Your goal: Every record must be written out once more, with nothing added or omitted.

--- START Provided records ---

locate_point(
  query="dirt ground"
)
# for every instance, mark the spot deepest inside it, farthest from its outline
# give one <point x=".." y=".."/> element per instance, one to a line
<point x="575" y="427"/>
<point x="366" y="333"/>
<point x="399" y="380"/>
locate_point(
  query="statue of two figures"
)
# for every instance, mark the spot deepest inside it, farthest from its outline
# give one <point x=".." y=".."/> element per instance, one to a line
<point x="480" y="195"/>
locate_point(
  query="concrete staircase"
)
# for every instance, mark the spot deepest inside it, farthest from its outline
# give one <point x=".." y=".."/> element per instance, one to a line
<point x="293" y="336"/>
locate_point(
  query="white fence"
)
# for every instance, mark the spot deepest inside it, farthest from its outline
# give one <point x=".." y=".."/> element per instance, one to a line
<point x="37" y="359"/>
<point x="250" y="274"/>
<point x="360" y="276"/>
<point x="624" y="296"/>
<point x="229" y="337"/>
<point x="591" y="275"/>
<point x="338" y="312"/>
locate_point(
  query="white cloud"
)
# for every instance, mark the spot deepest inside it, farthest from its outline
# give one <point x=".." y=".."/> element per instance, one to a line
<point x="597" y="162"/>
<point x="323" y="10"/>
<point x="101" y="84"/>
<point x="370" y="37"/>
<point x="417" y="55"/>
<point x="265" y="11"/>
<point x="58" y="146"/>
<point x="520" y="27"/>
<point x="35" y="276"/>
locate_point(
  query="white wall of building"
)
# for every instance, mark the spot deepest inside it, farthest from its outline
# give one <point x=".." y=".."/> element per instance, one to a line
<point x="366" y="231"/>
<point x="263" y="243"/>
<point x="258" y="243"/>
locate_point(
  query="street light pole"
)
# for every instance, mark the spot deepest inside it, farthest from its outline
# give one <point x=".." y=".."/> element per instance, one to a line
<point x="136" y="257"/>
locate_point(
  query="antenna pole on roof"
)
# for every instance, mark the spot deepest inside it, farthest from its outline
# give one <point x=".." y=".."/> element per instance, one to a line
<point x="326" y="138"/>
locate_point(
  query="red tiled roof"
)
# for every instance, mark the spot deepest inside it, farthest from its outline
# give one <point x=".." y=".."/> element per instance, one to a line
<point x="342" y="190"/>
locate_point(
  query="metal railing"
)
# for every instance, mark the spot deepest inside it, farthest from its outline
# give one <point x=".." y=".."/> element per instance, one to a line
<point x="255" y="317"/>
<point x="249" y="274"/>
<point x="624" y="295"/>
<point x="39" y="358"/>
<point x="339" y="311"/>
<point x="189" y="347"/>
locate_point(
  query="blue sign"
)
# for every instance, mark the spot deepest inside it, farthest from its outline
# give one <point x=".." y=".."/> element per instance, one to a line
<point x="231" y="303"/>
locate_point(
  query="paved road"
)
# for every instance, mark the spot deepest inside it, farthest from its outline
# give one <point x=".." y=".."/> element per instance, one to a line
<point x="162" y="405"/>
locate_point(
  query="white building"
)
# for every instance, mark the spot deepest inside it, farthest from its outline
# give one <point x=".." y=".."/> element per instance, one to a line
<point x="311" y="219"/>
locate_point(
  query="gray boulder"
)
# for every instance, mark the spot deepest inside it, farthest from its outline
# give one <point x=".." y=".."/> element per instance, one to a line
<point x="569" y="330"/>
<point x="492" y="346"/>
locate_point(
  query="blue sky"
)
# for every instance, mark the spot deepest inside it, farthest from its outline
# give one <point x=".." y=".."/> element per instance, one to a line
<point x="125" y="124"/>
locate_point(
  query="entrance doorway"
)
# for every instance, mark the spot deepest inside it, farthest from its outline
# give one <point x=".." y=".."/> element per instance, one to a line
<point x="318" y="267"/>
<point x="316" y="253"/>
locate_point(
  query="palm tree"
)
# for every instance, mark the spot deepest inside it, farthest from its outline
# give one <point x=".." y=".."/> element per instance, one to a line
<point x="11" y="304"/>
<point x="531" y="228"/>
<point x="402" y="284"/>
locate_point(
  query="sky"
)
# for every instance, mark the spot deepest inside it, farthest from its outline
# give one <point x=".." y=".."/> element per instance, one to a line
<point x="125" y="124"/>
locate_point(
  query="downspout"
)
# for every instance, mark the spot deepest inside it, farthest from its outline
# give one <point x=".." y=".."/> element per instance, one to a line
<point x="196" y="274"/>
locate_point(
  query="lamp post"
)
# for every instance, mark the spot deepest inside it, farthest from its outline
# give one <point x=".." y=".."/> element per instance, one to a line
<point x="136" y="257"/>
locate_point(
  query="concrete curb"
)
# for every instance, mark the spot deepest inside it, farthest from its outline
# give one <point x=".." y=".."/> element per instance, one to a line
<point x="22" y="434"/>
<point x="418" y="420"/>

--- END Provided records ---

Exercise response:
locate_point(
  query="dirt ground"
)
# for every instance, mark the spot deepest inside it, farthest from its outline
# give one <point x=".." y=".."/> element per instance, one to a line
<point x="575" y="427"/>
<point x="366" y="333"/>
<point x="399" y="380"/>
locate_point(
  query="statue of two figures"
)
# for every instance, mark the spot deepest inside it, farthest from its outline
# give one <point x=".." y=".."/> element per instance, one to a line
<point x="480" y="195"/>
locate_point(
  query="concrete staircase"
)
# for every instance, mark the spot deepest inside it, farthest from its outline
# give one <point x=".." y=".."/> element per instance, one to a line
<point x="293" y="336"/>
locate_point(
  query="white fence"
)
# for every instance, mark the spot deepest inside it, farthest from its outline
# give one <point x=".." y=".."/> element per instance, one to a line
<point x="37" y="359"/>
<point x="250" y="274"/>
<point x="360" y="276"/>
<point x="624" y="296"/>
<point x="229" y="337"/>
<point x="591" y="275"/>
<point x="338" y="312"/>
locate_point(
  query="white cloud"
)
# for every instance, mark the spot deepest inside it, farthest from its outline
# give one <point x=".." y=".."/> element per instance, one to a line
<point x="597" y="162"/>
<point x="323" y="10"/>
<point x="101" y="84"/>
<point x="370" y="37"/>
<point x="417" y="55"/>
<point x="265" y="11"/>
<point x="58" y="146"/>
<point x="520" y="27"/>
<point x="35" y="276"/>
locate_point(
  query="white wall of building"
)
# for every instance, mark the spot deepest inside it, farthest from its outline
# give one <point x=".." y=".."/> element per instance, one to a line
<point x="366" y="231"/>
<point x="263" y="243"/>
<point x="258" y="243"/>
locate_point(
  query="street light pole"
)
# for every instance, mark the spot deepest inside it, farthest from its outline
# give one <point x=".." y=".."/> element per instance, one to a line
<point x="136" y="257"/>
locate_point(
  query="antenna pole on roof"
)
# for every instance, mark the spot deepest inside it, farthest from its outline
# give one <point x=".." y=".."/> element per instance, one to a line
<point x="326" y="138"/>
locate_point(
  query="red tiled roof"
)
# for every instance, mark the spot deepest inside it, farthest from its outline
# give one <point x=".." y=".."/> element per instance, one to a line
<point x="342" y="190"/>
locate_point(
  query="metal railing"
)
# for every instance, mark the spot deepest inside it, farthest from its outline
# give one <point x=".." y=".."/> element per instance, one to a line
<point x="255" y="317"/>
<point x="249" y="274"/>
<point x="624" y="295"/>
<point x="39" y="358"/>
<point x="339" y="311"/>
<point x="189" y="347"/>
locate_point(
  query="blue sign"
)
# for every instance, mark the spot deepest inside it, farthest from its outline
# give one <point x=".." y=".."/> element per instance, one to a line
<point x="231" y="303"/>
locate_point(
  query="paved road"
)
# for every instance, mark the spot deepest inside it, farthest from its outline
# give one <point x=".." y=".."/> element per instance, one to a line
<point x="162" y="405"/>
locate_point(
  query="white building"
)
# for every instance, mark the spot deepest inside it, farthest from its outline
# give one <point x=".." y=".."/> element per instance, one to a line
<point x="311" y="219"/>
locate_point(
  query="gray boulder"
)
# for every instance, mark the spot deepest inside it, farthest from its outline
# give one <point x=".." y=".."/> element per instance, one to a line
<point x="569" y="330"/>
<point x="492" y="346"/>
locate_point(
  query="blue sky"
)
# for every instance, mark the spot deepest inside it, farthest from its outline
# give one <point x=".." y=".."/> element per instance, one to a line
<point x="125" y="124"/>
locate_point(
  query="entrance doorway"
)
# for every instance, mark the spot deepest inside it, farthest from its outline
# give one <point x=".." y=".."/> element per instance, one to a line
<point x="318" y="267"/>
<point x="316" y="253"/>
locate_point(
  query="palm tree"
)
# for every instance, mark the spot deepest inside it, farthest from its outline
# give one <point x=".." y=".."/> element per instance, one to a line
<point x="11" y="304"/>
<point x="531" y="228"/>
<point x="402" y="284"/>
locate_point(
  query="sky"
)
# for every instance, mark the spot deepest inside it, farthest from its outline
# give one <point x=".." y=".."/> element per instance, one to a line
<point x="125" y="124"/>
locate_point(
  query="downspout"
)
# for every instance, mark the spot deepest inside it, farthest from its outline
# give one <point x=".." y=".."/> element per instance, one to a line
<point x="196" y="274"/>
locate_point(
  query="lamp post"
)
# for every instance, mark the spot deepest inside it, farthest from its outline
# give one <point x=".." y=".."/> element per instance, one to a line
<point x="136" y="257"/>
locate_point(
  query="concrete curb"
)
# for every instance, mark the spot deepest inside it, farthest from its outline
# give one <point x=".." y=".."/> element per instance, one to a line
<point x="22" y="434"/>
<point x="418" y="420"/>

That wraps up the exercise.